**Problem to work on:** Convert every line of the records below into a numbered list, and leave out any blank lines.

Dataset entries
####################

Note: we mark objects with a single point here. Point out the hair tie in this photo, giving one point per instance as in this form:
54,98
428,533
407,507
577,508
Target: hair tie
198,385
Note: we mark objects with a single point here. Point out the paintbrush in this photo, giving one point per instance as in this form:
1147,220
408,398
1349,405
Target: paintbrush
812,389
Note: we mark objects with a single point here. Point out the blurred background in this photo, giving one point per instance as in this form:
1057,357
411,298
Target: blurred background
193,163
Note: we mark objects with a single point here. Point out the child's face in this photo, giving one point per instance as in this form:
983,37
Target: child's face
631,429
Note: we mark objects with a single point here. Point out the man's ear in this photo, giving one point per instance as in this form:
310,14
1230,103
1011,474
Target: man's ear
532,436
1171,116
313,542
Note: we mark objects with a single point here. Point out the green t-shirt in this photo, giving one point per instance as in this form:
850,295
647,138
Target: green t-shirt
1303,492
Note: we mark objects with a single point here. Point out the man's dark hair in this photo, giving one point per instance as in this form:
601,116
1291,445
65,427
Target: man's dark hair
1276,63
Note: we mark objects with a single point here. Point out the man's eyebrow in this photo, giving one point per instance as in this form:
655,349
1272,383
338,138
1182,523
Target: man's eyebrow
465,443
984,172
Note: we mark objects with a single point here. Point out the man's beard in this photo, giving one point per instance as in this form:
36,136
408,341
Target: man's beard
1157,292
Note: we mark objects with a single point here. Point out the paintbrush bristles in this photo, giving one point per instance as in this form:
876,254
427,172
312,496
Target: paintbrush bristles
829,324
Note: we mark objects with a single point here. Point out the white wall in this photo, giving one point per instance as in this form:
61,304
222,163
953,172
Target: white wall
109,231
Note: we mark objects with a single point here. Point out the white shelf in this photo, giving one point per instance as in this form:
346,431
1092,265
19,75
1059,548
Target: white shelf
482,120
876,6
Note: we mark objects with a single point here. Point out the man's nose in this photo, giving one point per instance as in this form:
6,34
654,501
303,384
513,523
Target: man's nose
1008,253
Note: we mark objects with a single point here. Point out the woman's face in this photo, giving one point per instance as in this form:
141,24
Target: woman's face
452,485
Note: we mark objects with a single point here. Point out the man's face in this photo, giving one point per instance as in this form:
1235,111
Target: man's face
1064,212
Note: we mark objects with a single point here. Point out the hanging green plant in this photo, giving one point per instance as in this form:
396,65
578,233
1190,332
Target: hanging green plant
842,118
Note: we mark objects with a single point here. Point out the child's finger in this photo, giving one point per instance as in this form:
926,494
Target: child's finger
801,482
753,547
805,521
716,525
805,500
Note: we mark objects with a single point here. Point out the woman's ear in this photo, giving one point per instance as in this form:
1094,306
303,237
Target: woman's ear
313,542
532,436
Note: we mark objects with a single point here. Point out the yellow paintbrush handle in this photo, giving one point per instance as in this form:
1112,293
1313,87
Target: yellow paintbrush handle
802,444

####################

**Exercise answer:**
1. Note: we mark objects with a single point here. Point out the hair tie in this photo, giving one point per instance as in this form:
2. 54,98
3. 428,533
4. 407,507
5. 577,508
6. Target: hair tie
7. 198,385
8. Note: we mark objects with a single point here. Point out the paintbrush in this photo, giving one point per instance as in this form:
9. 1147,220
10. 408,398
11. 1349,405
12. Target: paintbrush
13. 812,389
14. Note: we mark objects with a single point here. Point out the blurred background in this photo, giving one point per instance as in this form:
15. 1057,357
16. 411,298
17. Target: blurred background
18. 193,163
19. Note: we mark objects with a single point here. Point out the child's face in this photo, giving one point per instance as in this form:
20. 983,37
21. Target: child's face
22. 631,429
23. Note: we mark objects with a single point here. Point out the man's ear in this photo, giving one point per instance as in this form:
24. 310,14
25. 1230,103
26. 1011,474
27. Target: man's ear
28. 532,436
29. 1171,116
30. 313,542
31. Note: we mark objects with a single point here. Point out the green t-shirt in this photo, giving one point per instance as in this form:
32. 850,295
33. 647,138
34. Target: green t-shirt
35. 1303,492
36. Note: we mark objects with a single point here. Point out the man's dark hair in this photo, giving one point per instance as in this form:
37. 601,116
38. 1291,445
39. 65,427
40. Target: man's dark hair
41. 1276,63
42. Note: we mark objects with a single point here. Point out the man's eyebrow in this photo, giving one point per instance as in this form:
43. 655,349
44. 1272,383
45. 338,138
46. 1182,523
47. Target: man's eyebrow
48. 465,443
49. 984,172
50. Note: we mark objects with a single point here. Point out the man's beard in this photo, giving one point per instance as in this form:
51. 36,136
52. 408,341
53. Target: man's beard
54. 1157,292
55. Note: we mark objects with a single point here. Point out the paintbrush bristles in this photo, giving one point per instance as in this form:
56. 876,254
57. 427,172
58. 312,496
59. Target: paintbrush bristles
60. 829,324
61. Note: we mark objects with a single point here. Point out the white wall in this photo, giving one point per instance as in this form:
62. 61,304
63. 222,163
64. 953,172
65. Target: white wall
66. 109,231
67. Note: we mark objects with a single point here. Point out the white shelf in this photo, giving one point per instance as in this form:
68. 346,431
69. 1092,265
70. 19,75
71. 1059,548
72. Target: white shelf
73. 482,120
74. 876,6
75. Note: we mark objects with a single point here. Point out the man's nose in this photo, giving one point per instance as in this form:
76. 6,34
77. 654,501
78. 303,384
79. 513,523
80. Target: man's nose
81. 1008,253
82. Note: we mark objects with a single point here. Point out the woman's face in this photo, giving one point per instance as in this form:
83. 141,24
84. Target: woman's face
85. 452,485
86. Note: we mark objects with a single point here. Point out the man's face in this photo, giving one point per instance as in this form:
87. 1235,111
88. Target: man's face
89. 1064,212
90. Note: we mark objects with a single point here. Point out the hanging green plant in this photo, giving one point per instance as in this form:
91. 396,65
92. 578,233
93. 1190,332
94. Target: hanging green plant
95. 842,118
96. Note: we mark objects with a single point here. Point out the child's finger in this photo, giving one point per instance as in this form:
97. 926,494
98. Target: child's finger
99. 801,482
100. 753,547
101. 805,521
102. 716,525
103. 805,500
104. Note: we mark objects with a single point here. Point out the woman's ear in this photo, giving one point per instance as in this form:
105. 1094,306
106. 303,237
107. Target: woman's ear
108. 313,542
109. 532,436
110. Note: we mark objects with a single point here. Point out the yellow paintbrush handle in this photo, giving one point per instance as in this form:
111. 1112,293
112. 1313,87
113. Target: yellow paintbrush handle
114. 802,444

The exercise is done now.